▶ **Task A**:
Please list every commit message given in the sample history in the email about squashing commits.
▶ **Task B**:
From the email about squashing commits, write out the part that opens with "- FOO-123 add indexing" and closes with "into the feature.", changing "time warp" to "data sync" everywhere in it.

▶ **Document passage**:

-------

[infinispan-dev] To squash or not to squash

Emmanuel Bernard emmanuel at hibernate.org
Mon Sep 9 03:49:00 EDT 2013


For the same reasons Dennis mentions, I tend to prefer 2. Actually 2b
Before pushing a PR, I rework my history and squash some stuff together
(and occasionally split one commit in two) so that the commit history
reads like a novel onto the features:

- FOO-123 add indexing for time warp
- FOO-123 add query support for time warp
- FOO-123 add time warp tests

This is not exactly the flow in which I have worked but it is made to eb
easier for later persons to read and enter into the feature.

I all put all unrelated commits like typos, style and unrelated bug
fixes before so that they could be applied even in the main feature is
rejected.

Emmanuel

On Sun 2013-09-08 22:59, Dennis Reed wrote:
> I think this has the biggest effect on those of us porting fixes to 
> other versions.
> 
> When porting changes, I've seen issues with both single commits and 
> multiple commits:
> 
> 1) When doing one commit, it's too tempting to bring in unrelated 
> changes, such as unrelated formatting changes.
>    This has actually been a big pain for me a number of times in JBoss 
> Cache/Infinispan.
> 
>    Being strict about 1 commit = one logical change, and nothing 
> unrelated would help a lot with this.

-------

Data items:
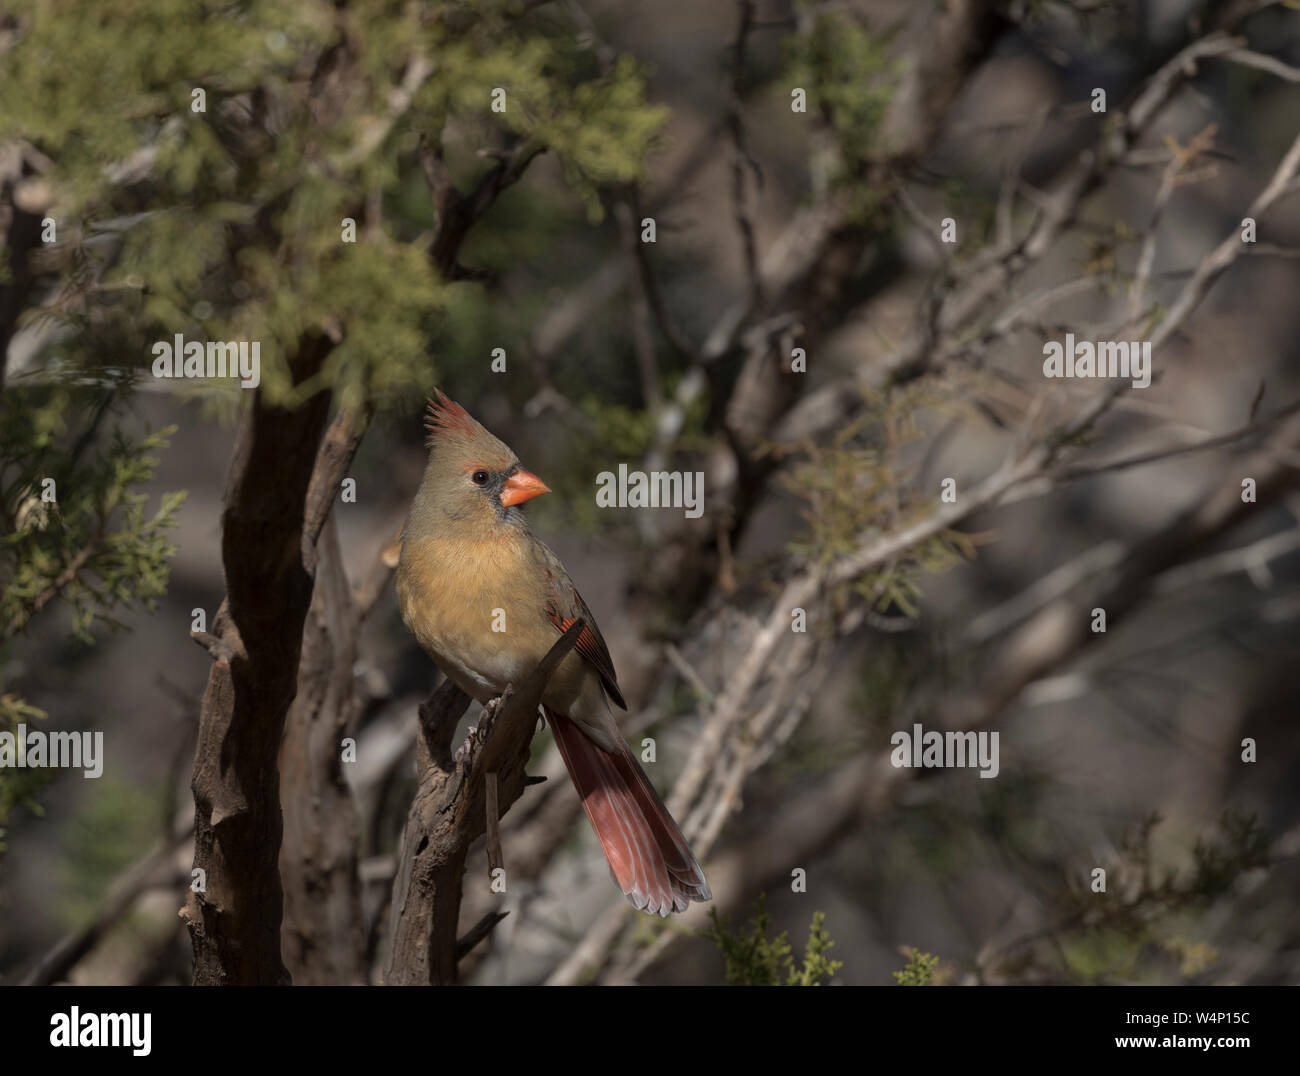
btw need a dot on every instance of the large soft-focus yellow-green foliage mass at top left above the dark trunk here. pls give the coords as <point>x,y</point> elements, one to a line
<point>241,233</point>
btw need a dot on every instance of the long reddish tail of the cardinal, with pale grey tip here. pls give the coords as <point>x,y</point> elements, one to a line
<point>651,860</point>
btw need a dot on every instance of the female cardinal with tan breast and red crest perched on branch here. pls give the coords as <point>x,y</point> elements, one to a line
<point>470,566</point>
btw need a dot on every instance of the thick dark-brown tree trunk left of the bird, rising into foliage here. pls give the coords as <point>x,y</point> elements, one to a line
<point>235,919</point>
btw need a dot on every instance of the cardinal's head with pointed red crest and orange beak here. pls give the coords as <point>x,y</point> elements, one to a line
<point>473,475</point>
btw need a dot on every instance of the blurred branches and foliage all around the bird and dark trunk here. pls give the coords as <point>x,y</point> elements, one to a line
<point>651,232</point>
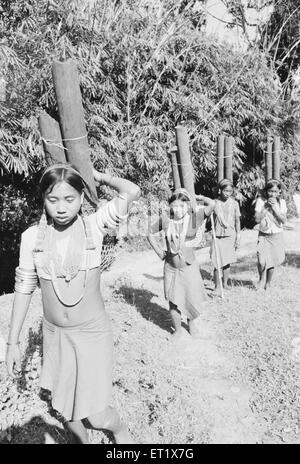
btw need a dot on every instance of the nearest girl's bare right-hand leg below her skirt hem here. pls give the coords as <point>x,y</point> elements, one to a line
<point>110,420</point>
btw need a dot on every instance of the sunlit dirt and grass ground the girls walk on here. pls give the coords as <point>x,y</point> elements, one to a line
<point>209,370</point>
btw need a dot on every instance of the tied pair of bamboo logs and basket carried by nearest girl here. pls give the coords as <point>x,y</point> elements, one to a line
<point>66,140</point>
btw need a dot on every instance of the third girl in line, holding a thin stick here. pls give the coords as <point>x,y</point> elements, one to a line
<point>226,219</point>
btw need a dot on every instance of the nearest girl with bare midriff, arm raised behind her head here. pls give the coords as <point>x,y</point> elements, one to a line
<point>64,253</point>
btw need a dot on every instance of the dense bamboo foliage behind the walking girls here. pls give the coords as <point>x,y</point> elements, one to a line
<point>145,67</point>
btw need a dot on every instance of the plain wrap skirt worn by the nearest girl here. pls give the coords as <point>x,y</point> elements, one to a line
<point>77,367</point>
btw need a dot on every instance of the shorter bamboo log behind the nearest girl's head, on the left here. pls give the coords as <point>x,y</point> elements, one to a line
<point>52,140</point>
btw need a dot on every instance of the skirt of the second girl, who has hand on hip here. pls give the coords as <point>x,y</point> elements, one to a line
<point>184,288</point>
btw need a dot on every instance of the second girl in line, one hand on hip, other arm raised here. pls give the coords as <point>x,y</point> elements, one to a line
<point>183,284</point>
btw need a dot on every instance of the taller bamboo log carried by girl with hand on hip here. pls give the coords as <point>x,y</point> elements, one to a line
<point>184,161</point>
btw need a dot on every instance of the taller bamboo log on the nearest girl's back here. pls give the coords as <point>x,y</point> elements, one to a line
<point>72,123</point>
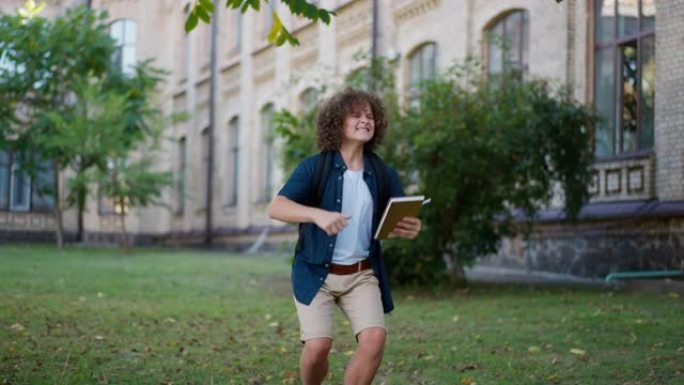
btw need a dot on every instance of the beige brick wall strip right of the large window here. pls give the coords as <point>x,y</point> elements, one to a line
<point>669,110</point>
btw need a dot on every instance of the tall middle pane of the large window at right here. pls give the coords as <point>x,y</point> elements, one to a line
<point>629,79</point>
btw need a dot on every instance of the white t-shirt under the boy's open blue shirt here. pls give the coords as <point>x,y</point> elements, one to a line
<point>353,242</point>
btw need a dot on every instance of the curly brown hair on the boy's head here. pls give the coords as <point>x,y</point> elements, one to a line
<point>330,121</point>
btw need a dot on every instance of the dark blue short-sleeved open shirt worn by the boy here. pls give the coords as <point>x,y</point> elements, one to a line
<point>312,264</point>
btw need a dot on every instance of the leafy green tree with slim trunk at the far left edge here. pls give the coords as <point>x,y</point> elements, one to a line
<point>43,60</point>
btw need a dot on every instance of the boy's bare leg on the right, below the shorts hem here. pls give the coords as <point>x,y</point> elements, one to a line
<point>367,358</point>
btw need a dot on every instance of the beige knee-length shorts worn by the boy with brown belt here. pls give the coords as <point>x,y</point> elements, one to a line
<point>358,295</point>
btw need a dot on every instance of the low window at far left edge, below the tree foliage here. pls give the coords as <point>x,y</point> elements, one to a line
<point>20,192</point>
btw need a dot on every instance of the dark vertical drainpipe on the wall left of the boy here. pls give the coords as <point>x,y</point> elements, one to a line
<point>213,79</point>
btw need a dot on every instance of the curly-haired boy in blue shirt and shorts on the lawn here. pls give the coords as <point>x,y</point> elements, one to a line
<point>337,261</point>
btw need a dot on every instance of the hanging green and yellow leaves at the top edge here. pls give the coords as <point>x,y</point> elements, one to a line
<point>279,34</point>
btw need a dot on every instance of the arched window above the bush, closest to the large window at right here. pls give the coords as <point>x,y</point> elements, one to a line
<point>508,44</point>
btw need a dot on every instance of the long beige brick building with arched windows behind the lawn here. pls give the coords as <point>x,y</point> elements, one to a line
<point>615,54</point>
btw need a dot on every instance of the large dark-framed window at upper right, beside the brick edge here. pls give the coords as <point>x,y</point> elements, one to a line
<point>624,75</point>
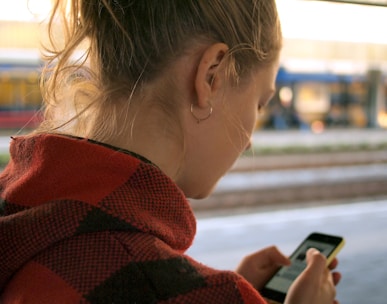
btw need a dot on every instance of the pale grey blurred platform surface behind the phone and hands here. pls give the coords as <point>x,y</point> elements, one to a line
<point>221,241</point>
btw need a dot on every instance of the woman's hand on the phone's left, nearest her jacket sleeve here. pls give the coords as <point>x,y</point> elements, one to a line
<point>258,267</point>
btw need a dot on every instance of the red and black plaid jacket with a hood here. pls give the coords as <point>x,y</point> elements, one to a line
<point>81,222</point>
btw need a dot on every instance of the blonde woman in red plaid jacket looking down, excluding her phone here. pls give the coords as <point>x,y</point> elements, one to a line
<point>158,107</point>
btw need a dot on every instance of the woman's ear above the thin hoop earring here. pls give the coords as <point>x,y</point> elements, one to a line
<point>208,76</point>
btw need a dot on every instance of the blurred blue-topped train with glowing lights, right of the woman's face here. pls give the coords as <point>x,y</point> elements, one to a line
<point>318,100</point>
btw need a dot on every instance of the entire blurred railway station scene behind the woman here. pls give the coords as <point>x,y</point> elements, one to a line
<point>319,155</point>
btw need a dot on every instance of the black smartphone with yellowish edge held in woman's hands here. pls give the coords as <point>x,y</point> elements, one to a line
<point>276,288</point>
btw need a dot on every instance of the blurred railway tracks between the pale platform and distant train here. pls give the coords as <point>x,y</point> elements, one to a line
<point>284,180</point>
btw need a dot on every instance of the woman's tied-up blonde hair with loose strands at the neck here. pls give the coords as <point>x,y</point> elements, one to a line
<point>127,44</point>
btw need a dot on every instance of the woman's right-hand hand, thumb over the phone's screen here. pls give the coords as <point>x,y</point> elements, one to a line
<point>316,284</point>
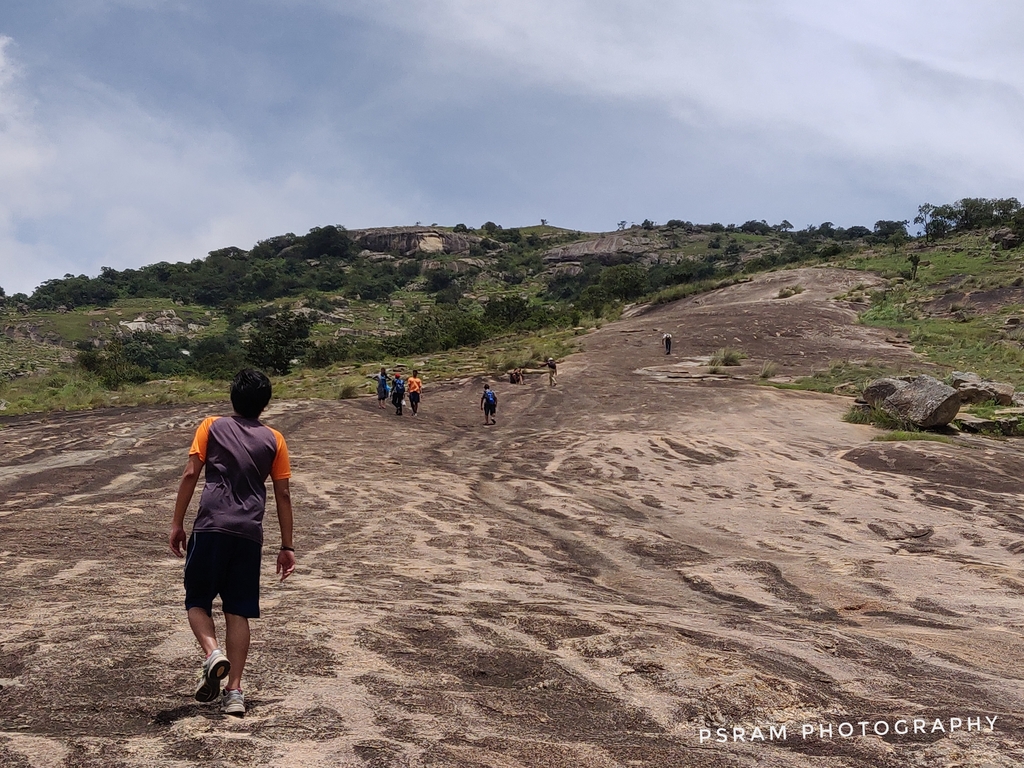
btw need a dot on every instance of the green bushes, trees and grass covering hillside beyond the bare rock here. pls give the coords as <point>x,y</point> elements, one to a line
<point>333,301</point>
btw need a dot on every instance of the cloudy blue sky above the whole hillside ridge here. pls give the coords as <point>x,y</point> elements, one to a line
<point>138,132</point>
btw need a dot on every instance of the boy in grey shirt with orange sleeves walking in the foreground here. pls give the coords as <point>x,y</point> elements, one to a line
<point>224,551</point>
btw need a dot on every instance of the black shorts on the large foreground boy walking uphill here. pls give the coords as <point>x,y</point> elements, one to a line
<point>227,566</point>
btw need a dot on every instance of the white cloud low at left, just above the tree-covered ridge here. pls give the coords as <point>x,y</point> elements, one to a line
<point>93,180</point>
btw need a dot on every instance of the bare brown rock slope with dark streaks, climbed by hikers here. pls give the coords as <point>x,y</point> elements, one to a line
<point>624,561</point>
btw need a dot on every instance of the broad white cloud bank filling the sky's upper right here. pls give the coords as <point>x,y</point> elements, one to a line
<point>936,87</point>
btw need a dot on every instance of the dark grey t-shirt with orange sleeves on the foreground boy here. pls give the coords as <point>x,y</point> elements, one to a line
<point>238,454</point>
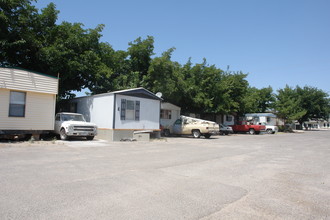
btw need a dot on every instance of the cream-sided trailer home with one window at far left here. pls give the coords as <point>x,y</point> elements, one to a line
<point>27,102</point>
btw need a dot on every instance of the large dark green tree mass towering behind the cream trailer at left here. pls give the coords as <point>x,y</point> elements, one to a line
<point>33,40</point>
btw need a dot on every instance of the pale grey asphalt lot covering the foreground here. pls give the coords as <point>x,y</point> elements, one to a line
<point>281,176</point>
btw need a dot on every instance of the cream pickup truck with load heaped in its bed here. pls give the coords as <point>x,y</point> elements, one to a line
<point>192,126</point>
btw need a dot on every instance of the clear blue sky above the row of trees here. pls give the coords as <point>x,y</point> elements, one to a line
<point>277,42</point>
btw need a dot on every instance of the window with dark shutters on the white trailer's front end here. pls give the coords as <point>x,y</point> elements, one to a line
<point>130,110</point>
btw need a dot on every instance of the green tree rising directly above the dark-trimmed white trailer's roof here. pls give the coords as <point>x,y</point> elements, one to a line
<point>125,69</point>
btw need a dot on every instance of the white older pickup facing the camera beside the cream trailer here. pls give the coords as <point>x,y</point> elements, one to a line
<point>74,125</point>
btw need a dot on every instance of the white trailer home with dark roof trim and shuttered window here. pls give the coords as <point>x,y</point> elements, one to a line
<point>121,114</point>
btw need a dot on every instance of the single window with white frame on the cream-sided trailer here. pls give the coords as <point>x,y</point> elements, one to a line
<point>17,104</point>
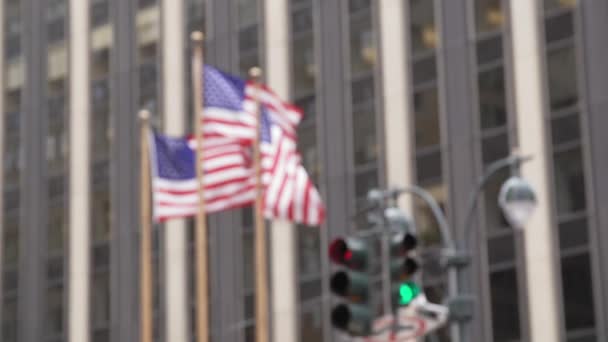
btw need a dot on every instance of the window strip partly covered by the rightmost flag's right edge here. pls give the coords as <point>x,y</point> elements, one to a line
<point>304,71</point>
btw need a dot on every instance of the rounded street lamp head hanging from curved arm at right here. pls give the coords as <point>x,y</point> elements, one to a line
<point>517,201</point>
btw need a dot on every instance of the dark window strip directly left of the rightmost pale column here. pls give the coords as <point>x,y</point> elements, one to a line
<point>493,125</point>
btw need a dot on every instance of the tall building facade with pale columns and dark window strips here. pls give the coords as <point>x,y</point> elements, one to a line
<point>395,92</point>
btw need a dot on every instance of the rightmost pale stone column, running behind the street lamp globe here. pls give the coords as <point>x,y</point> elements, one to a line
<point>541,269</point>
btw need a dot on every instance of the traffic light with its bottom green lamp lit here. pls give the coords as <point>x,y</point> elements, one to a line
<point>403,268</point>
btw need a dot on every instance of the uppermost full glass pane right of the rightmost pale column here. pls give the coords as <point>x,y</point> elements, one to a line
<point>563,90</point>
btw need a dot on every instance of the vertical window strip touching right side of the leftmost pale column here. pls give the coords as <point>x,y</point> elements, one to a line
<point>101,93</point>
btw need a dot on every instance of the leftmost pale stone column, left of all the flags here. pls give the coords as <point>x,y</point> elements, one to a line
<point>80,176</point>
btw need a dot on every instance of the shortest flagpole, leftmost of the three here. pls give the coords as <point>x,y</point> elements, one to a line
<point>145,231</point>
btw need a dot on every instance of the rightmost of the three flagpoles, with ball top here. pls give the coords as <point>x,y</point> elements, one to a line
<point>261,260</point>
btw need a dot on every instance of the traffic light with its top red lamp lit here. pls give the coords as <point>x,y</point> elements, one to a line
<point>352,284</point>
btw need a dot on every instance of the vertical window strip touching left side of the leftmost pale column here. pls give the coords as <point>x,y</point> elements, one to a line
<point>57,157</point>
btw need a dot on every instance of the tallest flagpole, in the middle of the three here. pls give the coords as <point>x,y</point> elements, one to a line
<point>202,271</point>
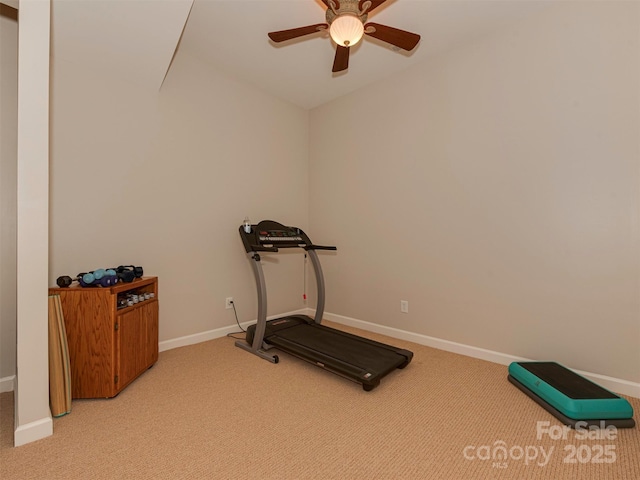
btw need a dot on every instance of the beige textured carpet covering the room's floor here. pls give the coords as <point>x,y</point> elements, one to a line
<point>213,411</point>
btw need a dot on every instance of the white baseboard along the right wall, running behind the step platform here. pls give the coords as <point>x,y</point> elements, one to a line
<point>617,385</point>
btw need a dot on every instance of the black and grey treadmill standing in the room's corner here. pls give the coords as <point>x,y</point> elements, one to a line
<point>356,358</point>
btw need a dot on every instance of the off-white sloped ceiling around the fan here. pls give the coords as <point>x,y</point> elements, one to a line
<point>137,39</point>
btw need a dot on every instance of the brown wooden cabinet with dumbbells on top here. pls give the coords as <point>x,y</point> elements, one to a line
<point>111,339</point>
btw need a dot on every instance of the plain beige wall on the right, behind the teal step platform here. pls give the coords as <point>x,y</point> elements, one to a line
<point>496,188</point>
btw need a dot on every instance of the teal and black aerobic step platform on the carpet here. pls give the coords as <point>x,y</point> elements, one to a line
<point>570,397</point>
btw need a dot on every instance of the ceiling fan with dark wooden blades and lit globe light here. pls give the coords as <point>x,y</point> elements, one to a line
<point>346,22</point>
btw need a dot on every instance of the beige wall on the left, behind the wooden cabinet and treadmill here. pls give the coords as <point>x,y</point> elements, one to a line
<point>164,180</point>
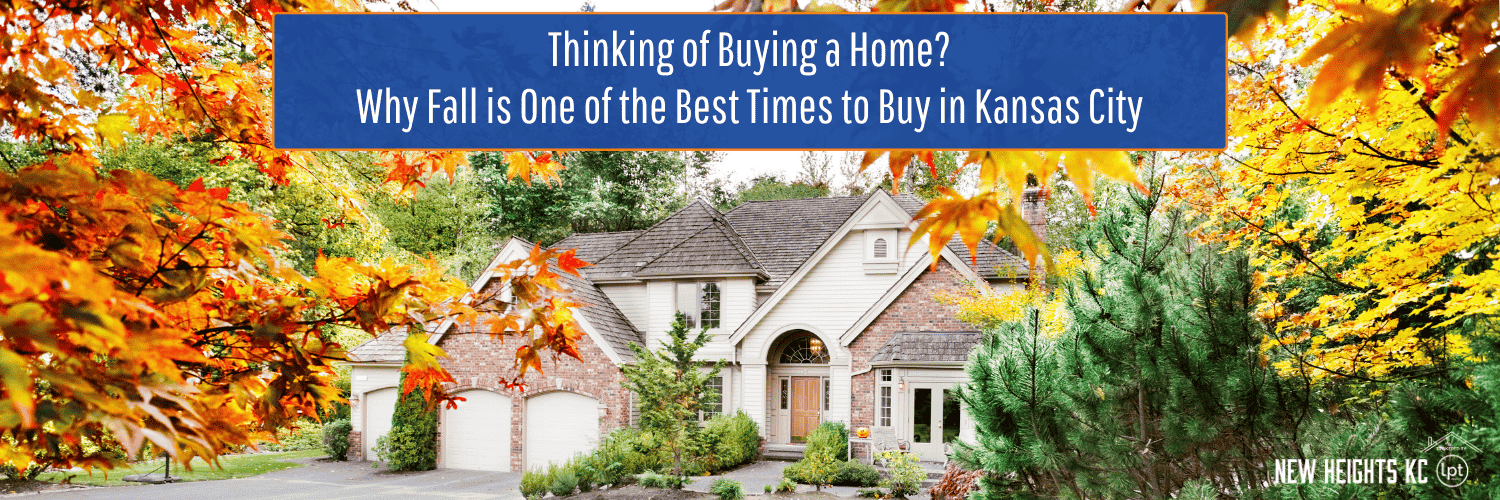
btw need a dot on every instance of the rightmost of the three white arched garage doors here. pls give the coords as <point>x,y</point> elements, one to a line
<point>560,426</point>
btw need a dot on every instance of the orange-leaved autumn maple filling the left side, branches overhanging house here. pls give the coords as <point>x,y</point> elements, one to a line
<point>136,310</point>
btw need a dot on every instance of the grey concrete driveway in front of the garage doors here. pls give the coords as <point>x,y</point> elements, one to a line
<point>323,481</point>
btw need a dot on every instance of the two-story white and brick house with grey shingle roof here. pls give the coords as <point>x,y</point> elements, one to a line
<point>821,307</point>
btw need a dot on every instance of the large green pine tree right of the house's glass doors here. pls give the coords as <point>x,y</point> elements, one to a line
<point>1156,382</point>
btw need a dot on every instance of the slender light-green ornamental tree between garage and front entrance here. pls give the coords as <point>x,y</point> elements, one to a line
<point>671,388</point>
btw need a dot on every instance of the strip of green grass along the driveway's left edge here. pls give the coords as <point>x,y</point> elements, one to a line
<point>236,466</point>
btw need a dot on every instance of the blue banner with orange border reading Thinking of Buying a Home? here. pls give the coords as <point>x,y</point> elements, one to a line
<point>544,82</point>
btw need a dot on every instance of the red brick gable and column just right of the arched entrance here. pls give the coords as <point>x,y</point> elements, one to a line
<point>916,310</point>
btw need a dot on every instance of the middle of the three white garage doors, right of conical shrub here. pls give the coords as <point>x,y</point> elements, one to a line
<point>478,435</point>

-------

▶ **Answer section A**:
- FOO-123 add indexing for time warp
- FOO-123 add query support for time warp
- FOO-123 add time warp tests

▶ **Answer section B**:
- FOO-123 add indexing for data sync
- FOO-123 add query support for data sync
- FOO-123 add data sync tests

This is not exactly the flow in which I have worked but it is made to eb
easier for later persons to read and enter into the feature.